- The problem
Please list each line in the records below that contains the string "query", counting only matches with the same case.

#####

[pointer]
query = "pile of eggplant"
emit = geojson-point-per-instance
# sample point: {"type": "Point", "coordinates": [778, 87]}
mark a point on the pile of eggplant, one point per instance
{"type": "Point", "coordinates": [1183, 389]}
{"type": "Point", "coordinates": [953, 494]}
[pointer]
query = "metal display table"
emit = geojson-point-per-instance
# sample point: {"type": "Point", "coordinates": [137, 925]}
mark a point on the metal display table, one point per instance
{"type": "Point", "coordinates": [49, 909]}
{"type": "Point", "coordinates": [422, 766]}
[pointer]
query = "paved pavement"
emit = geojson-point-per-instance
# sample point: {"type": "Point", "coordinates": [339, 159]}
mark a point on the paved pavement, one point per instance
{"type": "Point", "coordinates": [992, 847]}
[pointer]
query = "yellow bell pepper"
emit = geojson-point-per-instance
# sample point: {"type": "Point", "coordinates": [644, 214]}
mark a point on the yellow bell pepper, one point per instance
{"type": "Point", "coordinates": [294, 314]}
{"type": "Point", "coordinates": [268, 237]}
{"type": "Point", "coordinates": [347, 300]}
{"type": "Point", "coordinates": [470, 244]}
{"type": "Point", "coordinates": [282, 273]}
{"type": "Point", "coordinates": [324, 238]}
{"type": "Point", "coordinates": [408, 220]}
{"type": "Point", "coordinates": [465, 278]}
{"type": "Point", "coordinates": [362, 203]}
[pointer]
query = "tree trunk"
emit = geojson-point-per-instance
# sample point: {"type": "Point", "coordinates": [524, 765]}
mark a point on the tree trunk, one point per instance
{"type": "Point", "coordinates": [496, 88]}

#####

- Complete output
query = "pile of eggplant"
query = "metal display table"
query = "paved pavement"
query = "yellow bell pepper"
query = "tree trunk"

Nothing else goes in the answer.